In Brussel is Arno Hintjens op 72-jarige leeftijd overleden. Hij was een levensgenieter, een podiumbeest en een authentieke zanger. Nu zullen anderen moeten zingen dat het leven ‘magnifique’ is.
Peter Vantyghem – De Standaard
Le plus beau is niet meer. Arno Hintjens overleed vandaag op 72-jarige leeftijd in zijn appartement in Brussel, omringd door zijn familie. Velen zullen hem missen. In de voorbije weken leefde Vlaanderen mee met zijn laatste strijd: hij kreeg een lintje van de koning, en een ferme schouderklop van de luisteraars van radio 1, die zijn song ‘Les yeux de ma mère’ naar de top van hun jaarlijkse Classics-referendum stemden.
Zijn ultieme concerten in Brussel en Oostende lieten een man zien die met pijn op het podium stond, en afscheid nam zoals we hem vijftig jaar lang meemaakten: als zanger met een volstrekt eigen stijl. Van de natuur kreeg hij geen perfecte zangstem mee, noten lezen kon hij niet en zijn instrumentale kennis bleef beperkt tot de mondharmonica. Maar het podium was waar hij zich het best voelde, en waar zijn publiek hem het best aanvoelde.
Niemand kon tot het einde met meer recht het leven bezingen als ‘oh la la la c’est magnifique.’ Al gebeurde dat steeds moeizamer.
Ongelijke strijd
Dat hij pancreaskanker had, was algemeen bekend. En ook al was hij er in de herfst van 2019 vroeg bij, de strijd was van in het begin ongelijk.
In zijn Brusselse appartement hing een handgeschreven poster aan de muur, met daarop de oppepper:
‘There is always light in the darkness’.
Dat gaf hem kracht om het pianoalbum Vivre op te nemen, dat in mei 2021 verscheen, maar de rest van dat jaar werd voor hem een calvarietocht, met tijdelijke immobiliteit. Twee steunpilaren in zijn leven, zijn muziekpartner Paul Couter en zijn ex-leraar Hubert Decleer, overleden kort na elkaar.
Toen hij begin 2022 na vele maanden weer kort optrad voor Radio 1, had hij de dag ervoor gehoord dat er geen hoop meer was. Maar hij zong en vroeg wat hij nodig zou hebben: ‘Give me power, de la force’ (‘Ha Ha’).
Wat zal blijven, is een oeuvre van 24 studio-albums – en finaal volgt binnenkort een 25ste. Ongeveer 260 eigen liedjes, een vijftigtal covers en duetten, enkele filmrollen en de herinnering aan een geweldige entertainer.
Hoeveel duizenden concerten heeft hij niet gespeeld in die vijftig jaar? Hoeveel interviews gegeven waarin hij het had over de glorie van Oostende en de idealen van de sixties, zijn geloof in rock-’n-roll, en zijn grote vrees dat de jaren 30 terugkeren.

Opdracht: Schrijf uit het artikel over Arno Hintjens het stuk van "Niemand kon tot" tot en met "kort na elkaar." woordelijk over.

Uittreksel gegevens:

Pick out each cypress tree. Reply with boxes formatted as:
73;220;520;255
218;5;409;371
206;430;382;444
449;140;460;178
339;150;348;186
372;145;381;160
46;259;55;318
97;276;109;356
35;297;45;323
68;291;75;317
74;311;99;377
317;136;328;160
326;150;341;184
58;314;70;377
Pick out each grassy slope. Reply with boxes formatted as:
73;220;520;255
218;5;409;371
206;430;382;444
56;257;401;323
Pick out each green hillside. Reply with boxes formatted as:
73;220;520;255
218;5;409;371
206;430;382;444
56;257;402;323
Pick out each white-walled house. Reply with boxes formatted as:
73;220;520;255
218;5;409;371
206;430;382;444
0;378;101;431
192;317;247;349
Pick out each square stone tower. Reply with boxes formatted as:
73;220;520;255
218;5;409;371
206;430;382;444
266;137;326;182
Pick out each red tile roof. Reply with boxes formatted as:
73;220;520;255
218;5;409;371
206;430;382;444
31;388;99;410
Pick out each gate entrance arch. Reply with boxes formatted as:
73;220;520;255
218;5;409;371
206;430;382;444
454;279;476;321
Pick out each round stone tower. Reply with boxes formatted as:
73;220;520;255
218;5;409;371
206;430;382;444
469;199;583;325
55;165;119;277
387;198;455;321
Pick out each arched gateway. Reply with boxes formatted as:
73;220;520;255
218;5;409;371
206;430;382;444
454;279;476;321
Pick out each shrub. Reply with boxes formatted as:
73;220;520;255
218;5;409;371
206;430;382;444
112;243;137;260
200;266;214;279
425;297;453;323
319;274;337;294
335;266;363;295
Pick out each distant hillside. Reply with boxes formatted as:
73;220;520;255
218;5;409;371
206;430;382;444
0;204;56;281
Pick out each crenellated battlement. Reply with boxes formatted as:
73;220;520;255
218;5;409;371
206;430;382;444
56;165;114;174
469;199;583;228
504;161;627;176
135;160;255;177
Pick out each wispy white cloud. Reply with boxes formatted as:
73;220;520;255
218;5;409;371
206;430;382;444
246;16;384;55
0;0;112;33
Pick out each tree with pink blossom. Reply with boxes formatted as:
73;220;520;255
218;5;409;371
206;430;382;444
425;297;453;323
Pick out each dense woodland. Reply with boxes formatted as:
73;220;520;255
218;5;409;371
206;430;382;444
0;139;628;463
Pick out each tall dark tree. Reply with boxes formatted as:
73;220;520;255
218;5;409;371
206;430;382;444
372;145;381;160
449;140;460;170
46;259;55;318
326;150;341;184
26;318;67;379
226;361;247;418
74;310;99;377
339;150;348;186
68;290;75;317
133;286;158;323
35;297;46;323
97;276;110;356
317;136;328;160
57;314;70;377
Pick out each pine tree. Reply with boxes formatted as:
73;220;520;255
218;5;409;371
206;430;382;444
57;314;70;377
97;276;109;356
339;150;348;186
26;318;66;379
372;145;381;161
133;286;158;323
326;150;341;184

Het antwoord:
Niemand kon tot het einde met meer recht het leven bezingen als ‘oh la la la c’est magnifique.’ Al gebeurde dat steeds moeizamer.
Ongelijke strijd
Dat hij pancreaskanker had, was algemeen bekend. En ook al was hij er in de herfst van 2019 vroeg bij, de strijd was van in het begin ongelijk.
In zijn Brusselse appartement hing een handgeschreven poster aan de muur, met daarop de oppepper:
‘There is always light in the darkness’.
Dat gaf hem kracht om het pianoalbum Vivre op te nemen, dat in mei 2021 verscheen, maar de rest van dat jaar werd voor hem een calvarietocht, met tijdelijke immobiliteit. Twee steunpilaren in zijn leven, zijn muziekpartner Paul Couter en zijn ex-leraar Hubert Decleer, overleden kort na elkaar.